> **Data provided**
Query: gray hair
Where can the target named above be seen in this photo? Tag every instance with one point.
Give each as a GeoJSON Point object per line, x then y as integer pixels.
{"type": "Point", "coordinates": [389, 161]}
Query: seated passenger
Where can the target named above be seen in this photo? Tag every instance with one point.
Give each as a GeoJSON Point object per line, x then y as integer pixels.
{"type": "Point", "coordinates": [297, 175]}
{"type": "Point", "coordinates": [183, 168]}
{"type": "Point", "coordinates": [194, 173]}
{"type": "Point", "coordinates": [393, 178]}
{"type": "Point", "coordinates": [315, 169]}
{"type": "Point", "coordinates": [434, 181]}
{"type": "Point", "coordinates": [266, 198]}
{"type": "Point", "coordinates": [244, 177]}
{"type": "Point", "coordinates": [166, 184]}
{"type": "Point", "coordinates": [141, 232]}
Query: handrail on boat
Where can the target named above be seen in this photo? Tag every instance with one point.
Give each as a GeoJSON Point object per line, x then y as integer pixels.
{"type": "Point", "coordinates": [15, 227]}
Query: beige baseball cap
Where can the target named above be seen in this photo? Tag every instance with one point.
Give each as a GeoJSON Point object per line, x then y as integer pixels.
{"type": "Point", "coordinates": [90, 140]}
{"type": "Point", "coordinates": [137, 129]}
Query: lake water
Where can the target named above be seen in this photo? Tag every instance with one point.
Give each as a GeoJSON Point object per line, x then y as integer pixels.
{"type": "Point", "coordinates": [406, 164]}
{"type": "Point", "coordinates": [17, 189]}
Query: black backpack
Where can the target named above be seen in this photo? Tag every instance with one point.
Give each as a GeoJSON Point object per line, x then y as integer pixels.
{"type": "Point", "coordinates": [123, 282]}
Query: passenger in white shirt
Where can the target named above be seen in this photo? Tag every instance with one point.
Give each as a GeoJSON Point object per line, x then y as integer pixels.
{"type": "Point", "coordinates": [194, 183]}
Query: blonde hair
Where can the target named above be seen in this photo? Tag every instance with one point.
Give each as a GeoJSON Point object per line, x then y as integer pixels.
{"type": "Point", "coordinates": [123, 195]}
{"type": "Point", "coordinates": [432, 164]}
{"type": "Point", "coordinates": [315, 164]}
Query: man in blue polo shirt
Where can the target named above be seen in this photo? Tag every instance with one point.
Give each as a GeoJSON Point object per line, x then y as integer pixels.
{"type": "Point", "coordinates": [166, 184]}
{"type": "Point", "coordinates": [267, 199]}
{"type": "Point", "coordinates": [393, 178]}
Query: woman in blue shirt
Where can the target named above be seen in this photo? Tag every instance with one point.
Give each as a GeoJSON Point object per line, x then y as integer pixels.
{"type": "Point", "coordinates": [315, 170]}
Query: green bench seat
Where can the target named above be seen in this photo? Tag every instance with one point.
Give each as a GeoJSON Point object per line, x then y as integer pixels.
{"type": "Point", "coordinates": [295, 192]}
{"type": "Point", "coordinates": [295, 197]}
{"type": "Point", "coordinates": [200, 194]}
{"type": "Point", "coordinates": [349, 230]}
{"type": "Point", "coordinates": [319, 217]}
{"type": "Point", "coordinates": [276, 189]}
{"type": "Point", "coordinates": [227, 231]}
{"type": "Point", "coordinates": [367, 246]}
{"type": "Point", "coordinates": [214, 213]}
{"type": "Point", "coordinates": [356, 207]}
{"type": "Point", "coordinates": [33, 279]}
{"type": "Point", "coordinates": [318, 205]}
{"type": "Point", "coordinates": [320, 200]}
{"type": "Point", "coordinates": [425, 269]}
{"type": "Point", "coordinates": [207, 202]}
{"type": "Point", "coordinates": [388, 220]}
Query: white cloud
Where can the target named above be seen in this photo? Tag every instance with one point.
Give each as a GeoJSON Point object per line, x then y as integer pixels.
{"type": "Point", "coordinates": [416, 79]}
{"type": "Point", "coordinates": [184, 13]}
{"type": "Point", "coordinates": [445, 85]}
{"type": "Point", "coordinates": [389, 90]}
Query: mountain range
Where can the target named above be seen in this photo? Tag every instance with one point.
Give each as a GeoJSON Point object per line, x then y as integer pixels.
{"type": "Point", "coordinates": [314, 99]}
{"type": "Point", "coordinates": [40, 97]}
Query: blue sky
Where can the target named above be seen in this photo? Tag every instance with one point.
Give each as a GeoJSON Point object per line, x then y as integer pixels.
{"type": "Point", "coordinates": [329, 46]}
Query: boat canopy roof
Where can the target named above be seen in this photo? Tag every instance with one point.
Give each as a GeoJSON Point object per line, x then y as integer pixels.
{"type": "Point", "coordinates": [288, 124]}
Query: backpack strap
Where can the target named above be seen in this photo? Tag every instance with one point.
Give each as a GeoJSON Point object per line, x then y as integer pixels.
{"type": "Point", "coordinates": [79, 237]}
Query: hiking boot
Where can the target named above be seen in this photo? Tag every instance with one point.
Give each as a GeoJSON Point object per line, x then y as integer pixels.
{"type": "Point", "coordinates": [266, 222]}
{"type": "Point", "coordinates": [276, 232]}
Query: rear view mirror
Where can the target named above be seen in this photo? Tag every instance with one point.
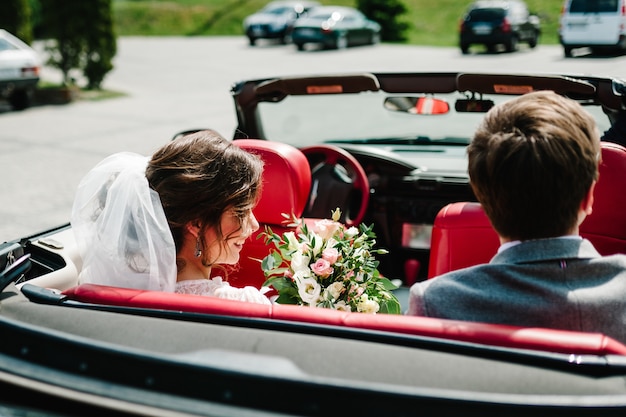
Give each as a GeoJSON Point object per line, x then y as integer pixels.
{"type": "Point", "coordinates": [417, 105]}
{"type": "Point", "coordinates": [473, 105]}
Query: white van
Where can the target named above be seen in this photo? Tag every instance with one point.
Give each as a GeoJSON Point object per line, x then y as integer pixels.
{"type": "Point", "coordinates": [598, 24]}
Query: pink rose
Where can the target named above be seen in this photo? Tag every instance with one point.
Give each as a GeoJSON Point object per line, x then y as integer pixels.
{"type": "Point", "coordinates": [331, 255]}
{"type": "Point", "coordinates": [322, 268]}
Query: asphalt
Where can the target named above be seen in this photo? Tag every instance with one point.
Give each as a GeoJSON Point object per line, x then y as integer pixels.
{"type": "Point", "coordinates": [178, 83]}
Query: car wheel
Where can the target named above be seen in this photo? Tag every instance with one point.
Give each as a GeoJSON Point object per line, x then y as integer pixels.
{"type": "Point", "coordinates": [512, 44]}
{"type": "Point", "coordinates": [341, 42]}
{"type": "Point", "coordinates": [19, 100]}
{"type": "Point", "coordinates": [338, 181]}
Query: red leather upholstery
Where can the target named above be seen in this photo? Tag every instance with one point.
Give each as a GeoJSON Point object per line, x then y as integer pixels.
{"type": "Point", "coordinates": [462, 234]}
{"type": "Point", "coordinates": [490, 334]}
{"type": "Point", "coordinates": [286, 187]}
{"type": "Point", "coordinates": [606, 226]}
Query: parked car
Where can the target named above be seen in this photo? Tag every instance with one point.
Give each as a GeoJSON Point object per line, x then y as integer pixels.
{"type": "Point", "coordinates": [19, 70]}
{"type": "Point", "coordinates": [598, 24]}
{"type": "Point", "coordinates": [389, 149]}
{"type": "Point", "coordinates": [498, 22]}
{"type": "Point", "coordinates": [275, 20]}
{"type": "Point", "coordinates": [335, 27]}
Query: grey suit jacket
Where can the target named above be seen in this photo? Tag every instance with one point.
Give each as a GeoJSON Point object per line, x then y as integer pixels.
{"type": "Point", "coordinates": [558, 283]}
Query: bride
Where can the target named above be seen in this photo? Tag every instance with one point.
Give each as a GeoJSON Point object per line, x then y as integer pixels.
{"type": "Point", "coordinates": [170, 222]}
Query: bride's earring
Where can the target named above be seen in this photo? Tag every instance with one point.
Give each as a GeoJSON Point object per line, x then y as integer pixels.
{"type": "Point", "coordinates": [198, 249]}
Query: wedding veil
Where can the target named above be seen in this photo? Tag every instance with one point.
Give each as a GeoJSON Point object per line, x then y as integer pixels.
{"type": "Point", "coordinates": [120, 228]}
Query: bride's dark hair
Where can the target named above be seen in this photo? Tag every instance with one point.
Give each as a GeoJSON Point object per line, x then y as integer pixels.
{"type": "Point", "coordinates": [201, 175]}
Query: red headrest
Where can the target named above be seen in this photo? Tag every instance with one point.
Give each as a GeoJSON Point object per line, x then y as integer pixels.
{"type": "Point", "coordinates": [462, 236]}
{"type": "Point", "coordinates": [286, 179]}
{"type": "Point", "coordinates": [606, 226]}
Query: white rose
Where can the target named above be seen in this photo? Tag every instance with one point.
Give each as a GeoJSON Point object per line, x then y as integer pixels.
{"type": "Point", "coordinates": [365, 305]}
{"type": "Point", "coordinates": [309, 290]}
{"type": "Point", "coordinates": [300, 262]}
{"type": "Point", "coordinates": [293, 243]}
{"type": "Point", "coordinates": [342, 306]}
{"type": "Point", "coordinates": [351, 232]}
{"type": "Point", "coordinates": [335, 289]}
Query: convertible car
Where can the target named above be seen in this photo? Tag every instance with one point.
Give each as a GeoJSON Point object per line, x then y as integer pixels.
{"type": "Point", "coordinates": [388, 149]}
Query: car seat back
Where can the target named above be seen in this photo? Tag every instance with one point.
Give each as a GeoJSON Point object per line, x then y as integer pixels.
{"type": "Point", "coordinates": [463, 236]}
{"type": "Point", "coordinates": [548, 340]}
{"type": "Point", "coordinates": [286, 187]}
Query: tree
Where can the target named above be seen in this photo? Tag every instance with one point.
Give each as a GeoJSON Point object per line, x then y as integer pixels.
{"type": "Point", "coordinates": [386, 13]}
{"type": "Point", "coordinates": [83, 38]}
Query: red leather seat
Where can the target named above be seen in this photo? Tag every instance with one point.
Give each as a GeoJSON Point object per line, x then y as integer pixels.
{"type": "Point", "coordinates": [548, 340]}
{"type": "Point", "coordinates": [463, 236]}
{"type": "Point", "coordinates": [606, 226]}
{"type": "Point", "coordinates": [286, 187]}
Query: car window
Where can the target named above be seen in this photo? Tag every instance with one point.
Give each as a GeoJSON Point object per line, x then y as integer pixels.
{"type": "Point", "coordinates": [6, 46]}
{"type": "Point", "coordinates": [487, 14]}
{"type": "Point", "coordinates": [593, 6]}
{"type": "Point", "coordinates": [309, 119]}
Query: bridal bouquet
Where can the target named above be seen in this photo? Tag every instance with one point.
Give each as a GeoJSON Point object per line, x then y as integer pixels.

> **Try it**
Write out exactly the lines that run from the one containing "Query: bridal bouquet" to the end of the records, both end lines included.

> **Answer space**
Query: bridal bouquet
Where can the target named above be seen in this photo? Tag every instance with one point.
Give each as a GeoJSON Point object per line, x then y as integer pixels.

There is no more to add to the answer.